| Problem requirements |
Will you give every entry again exactly as it stands?
:: Stored rows ::
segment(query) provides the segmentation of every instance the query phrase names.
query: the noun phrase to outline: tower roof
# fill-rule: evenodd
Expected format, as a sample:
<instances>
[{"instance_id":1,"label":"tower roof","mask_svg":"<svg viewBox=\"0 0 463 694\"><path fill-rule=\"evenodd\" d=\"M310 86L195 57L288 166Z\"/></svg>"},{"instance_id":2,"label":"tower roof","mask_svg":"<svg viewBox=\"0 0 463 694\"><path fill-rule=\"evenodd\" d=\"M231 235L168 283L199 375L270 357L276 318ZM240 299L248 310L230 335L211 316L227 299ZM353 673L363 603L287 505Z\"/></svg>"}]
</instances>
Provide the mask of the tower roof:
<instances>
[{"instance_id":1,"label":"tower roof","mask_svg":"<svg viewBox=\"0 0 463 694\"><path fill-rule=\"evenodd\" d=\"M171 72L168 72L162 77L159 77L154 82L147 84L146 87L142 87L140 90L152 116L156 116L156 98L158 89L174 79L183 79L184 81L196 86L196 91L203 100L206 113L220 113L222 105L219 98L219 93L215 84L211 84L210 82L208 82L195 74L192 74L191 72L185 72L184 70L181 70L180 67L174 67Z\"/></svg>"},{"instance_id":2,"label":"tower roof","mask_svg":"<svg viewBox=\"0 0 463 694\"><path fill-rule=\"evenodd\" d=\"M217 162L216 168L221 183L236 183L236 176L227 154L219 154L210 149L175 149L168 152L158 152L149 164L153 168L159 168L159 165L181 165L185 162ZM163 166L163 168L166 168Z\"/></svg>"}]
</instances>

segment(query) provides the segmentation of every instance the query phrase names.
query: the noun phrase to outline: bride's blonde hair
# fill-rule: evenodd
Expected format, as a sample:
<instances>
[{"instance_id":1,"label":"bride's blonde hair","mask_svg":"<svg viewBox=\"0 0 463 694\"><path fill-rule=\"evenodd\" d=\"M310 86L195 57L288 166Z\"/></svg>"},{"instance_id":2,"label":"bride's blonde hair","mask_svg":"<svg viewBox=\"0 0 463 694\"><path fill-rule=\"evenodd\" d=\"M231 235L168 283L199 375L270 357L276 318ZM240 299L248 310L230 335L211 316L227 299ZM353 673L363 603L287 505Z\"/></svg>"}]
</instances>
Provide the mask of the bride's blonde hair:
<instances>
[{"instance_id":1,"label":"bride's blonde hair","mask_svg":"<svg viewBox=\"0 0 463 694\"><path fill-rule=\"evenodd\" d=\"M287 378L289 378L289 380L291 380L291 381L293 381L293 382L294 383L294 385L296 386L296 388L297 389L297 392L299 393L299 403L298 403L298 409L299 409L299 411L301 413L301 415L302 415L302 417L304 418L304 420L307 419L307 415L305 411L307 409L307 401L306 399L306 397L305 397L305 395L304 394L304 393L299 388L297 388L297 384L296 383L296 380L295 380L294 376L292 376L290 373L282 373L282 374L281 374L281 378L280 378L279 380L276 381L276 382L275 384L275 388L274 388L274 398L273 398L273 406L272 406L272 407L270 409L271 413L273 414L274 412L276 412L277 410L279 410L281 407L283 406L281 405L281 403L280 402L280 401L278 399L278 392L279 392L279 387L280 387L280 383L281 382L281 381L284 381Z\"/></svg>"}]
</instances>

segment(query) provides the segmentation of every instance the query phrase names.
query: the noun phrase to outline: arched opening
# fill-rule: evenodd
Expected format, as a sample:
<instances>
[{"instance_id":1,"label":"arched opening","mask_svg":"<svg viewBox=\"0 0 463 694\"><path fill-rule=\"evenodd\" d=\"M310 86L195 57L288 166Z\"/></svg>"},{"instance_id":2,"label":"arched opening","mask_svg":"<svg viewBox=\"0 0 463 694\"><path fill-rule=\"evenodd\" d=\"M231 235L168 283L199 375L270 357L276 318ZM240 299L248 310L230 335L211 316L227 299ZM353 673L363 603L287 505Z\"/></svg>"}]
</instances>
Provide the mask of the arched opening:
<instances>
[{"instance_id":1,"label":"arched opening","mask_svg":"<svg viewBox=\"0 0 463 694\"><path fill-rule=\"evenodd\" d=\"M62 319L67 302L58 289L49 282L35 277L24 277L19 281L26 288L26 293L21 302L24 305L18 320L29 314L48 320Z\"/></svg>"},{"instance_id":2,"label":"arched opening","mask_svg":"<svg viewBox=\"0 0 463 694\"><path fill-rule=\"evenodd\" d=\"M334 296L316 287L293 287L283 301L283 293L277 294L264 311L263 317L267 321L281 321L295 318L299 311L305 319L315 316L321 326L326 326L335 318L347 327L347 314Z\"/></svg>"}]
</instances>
:::
| Complete answer |
segment(query) provides the segmentation of every instance the query phrase names.
query: the noun phrase to outline: tower roof
# fill-rule: evenodd
Expected format, as a sample:
<instances>
[{"instance_id":1,"label":"tower roof","mask_svg":"<svg viewBox=\"0 0 463 694\"><path fill-rule=\"evenodd\" d=\"M310 86L195 57L288 166Z\"/></svg>"},{"instance_id":2,"label":"tower roof","mask_svg":"<svg viewBox=\"0 0 463 694\"><path fill-rule=\"evenodd\" d=\"M231 235L168 283L199 375L270 357L276 318ZM240 299L248 310L230 335L211 316L227 299ZM353 673L363 603L287 505Z\"/></svg>"}]
</instances>
Provide the mask of the tower roof:
<instances>
[{"instance_id":1,"label":"tower roof","mask_svg":"<svg viewBox=\"0 0 463 694\"><path fill-rule=\"evenodd\" d=\"M171 72L168 72L162 77L159 77L154 82L147 84L146 87L142 87L140 90L152 116L156 116L156 98L158 89L174 79L183 79L184 81L196 86L196 91L203 100L206 113L220 113L222 105L219 98L219 93L215 84L211 84L210 82L208 82L195 74L192 74L191 72L185 72L184 70L181 70L180 67L174 67Z\"/></svg>"},{"instance_id":2,"label":"tower roof","mask_svg":"<svg viewBox=\"0 0 463 694\"><path fill-rule=\"evenodd\" d=\"M217 162L216 168L221 183L236 183L236 176L227 154L219 154L210 149L175 149L168 152L158 152L149 164L153 168L159 168L159 165L181 165L185 162ZM163 166L163 168L166 168Z\"/></svg>"}]
</instances>

segment(query) provides the segmentation of every instance the query phrase names.
query: the noun phrase to outline: bride's blonde hair
# fill-rule: evenodd
Expected format, as a sample:
<instances>
[{"instance_id":1,"label":"bride's blonde hair","mask_svg":"<svg viewBox=\"0 0 463 694\"><path fill-rule=\"evenodd\" d=\"M310 86L195 57L288 166Z\"/></svg>"},{"instance_id":2,"label":"bride's blonde hair","mask_svg":"<svg viewBox=\"0 0 463 694\"><path fill-rule=\"evenodd\" d=\"M231 235L168 283L199 375L270 357L276 318ZM240 299L248 310L230 335L211 316L227 299ZM353 673L363 603L287 505Z\"/></svg>"}]
</instances>
Provide the mask of the bride's blonde hair:
<instances>
[{"instance_id":1,"label":"bride's blonde hair","mask_svg":"<svg viewBox=\"0 0 463 694\"><path fill-rule=\"evenodd\" d=\"M287 378L289 378L289 380L291 380L291 381L293 381L293 382L294 383L294 385L296 386L296 388L297 389L297 392L299 393L299 403L298 403L298 409L299 409L299 411L301 413L301 415L302 415L302 417L304 418L304 420L307 419L307 415L305 411L307 409L307 401L306 399L306 397L305 397L305 395L304 394L304 393L299 388L297 388L297 384L296 383L296 380L295 380L294 376L292 376L290 373L282 373L282 374L281 374L281 378L280 378L279 380L276 381L276 382L275 384L275 388L274 388L274 398L273 398L273 406L272 406L272 407L270 409L271 413L273 414L274 412L276 412L277 410L279 410L281 407L283 406L281 405L281 403L280 402L280 401L278 399L278 392L279 392L279 387L280 387L280 383L281 382L281 381L284 381Z\"/></svg>"}]
</instances>

segment(query) provides the segmentation of every instance the query phrase names.
query: the noun phrase to outline: arched opening
# fill-rule: evenodd
Expected format, as a sample:
<instances>
[{"instance_id":1,"label":"arched opening","mask_svg":"<svg viewBox=\"0 0 463 694\"><path fill-rule=\"evenodd\" d=\"M310 86L195 57L288 166Z\"/></svg>"},{"instance_id":2,"label":"arched opening","mask_svg":"<svg viewBox=\"0 0 463 694\"><path fill-rule=\"evenodd\" d=\"M231 235L168 283L199 375L270 357L276 318ZM240 299L248 310L230 335L211 316L227 299ZM353 673L363 603L287 505Z\"/></svg>"}]
</instances>
Provide the mask of the arched opening:
<instances>
[{"instance_id":1,"label":"arched opening","mask_svg":"<svg viewBox=\"0 0 463 694\"><path fill-rule=\"evenodd\" d=\"M62 319L67 302L58 289L49 282L35 277L24 277L19 281L26 288L26 293L21 302L24 305L18 320L29 314L48 320Z\"/></svg>"},{"instance_id":2,"label":"arched opening","mask_svg":"<svg viewBox=\"0 0 463 694\"><path fill-rule=\"evenodd\" d=\"M334 296L316 287L293 287L283 301L283 293L277 294L264 311L263 317L267 321L281 321L295 318L299 311L305 319L315 316L321 326L326 326L335 318L347 327L347 314Z\"/></svg>"}]
</instances>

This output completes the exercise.